(Point placement records)
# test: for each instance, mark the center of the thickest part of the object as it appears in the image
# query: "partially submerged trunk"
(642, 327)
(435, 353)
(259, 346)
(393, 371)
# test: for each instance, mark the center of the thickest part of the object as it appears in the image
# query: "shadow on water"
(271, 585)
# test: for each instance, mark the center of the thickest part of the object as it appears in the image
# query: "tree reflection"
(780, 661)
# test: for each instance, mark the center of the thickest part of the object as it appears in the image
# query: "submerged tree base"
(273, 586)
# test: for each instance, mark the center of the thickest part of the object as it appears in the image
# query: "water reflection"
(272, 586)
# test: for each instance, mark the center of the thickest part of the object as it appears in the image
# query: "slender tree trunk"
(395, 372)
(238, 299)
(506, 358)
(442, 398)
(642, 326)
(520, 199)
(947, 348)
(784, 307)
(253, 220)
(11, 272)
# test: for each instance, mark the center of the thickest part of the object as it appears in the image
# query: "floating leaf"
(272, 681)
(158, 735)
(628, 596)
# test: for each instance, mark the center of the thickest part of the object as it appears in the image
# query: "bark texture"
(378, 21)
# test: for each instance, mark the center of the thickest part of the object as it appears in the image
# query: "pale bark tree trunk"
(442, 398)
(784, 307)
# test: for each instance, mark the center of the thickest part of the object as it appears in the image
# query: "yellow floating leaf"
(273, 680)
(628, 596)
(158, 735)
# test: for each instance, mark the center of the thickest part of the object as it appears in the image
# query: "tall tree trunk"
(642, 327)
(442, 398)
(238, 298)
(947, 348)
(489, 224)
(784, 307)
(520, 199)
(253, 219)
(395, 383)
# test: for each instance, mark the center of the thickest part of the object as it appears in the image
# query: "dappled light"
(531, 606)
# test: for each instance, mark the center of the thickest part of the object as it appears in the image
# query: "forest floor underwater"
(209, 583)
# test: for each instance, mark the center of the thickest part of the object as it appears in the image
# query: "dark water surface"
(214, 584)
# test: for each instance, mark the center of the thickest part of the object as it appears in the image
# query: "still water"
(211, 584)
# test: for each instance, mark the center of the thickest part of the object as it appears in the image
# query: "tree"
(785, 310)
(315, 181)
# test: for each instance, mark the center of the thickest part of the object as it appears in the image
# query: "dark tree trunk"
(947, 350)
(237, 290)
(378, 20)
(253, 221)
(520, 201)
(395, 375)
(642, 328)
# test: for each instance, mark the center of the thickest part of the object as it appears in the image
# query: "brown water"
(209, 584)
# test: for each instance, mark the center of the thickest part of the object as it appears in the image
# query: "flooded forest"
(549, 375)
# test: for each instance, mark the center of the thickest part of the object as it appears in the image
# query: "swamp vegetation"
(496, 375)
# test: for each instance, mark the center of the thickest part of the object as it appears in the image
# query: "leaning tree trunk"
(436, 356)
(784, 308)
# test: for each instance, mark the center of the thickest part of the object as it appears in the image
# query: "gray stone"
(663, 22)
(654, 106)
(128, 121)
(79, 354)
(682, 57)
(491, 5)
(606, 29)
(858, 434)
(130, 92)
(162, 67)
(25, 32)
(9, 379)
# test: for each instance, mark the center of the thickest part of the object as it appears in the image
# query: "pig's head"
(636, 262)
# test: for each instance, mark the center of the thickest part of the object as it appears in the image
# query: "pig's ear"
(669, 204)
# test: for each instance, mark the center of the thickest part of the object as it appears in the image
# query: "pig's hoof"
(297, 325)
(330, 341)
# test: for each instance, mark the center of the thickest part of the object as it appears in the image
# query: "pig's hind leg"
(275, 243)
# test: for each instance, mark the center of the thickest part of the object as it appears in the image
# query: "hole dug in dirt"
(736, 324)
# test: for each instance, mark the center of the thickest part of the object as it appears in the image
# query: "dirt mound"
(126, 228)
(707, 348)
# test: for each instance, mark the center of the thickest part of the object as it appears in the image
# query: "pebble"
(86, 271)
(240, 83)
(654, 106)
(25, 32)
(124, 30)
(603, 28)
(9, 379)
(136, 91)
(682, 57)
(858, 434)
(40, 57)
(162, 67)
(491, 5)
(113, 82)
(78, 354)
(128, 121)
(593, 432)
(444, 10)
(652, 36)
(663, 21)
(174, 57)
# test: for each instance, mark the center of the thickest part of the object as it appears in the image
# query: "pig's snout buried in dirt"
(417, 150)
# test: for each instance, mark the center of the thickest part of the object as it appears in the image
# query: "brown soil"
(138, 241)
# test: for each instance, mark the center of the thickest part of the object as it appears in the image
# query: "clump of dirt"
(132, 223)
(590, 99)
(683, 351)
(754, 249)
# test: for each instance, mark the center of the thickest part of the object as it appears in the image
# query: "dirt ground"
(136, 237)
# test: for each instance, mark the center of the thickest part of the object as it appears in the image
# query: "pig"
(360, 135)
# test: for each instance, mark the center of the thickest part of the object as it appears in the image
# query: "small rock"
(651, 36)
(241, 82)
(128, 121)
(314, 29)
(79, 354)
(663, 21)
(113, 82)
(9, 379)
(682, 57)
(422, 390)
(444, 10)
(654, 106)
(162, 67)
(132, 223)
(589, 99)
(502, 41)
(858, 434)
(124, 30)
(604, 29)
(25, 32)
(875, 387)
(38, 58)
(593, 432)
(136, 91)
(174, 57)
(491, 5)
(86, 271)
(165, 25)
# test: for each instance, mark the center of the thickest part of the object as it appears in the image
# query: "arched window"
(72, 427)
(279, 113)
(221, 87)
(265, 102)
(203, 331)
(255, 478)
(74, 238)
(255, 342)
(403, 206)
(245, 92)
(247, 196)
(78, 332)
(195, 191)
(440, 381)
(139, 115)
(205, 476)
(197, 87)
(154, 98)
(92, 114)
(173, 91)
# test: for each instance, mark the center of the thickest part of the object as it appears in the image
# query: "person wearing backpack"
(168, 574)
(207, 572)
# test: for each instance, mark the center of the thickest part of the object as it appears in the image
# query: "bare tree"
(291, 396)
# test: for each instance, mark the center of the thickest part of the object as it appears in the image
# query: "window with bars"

__What this task involves__
Locate each line in the data above that contains the string "trunk" and copy those lines. Letter case matters when matching.

__Reply to the exercise__
# query: "partially submerged trunk"
# query: "slender tree trunk"
# query: "pale bark tree trunk"
# query: "tall tree trunk"
# query: "dark tree trunk"
# query: "leaning tree trunk"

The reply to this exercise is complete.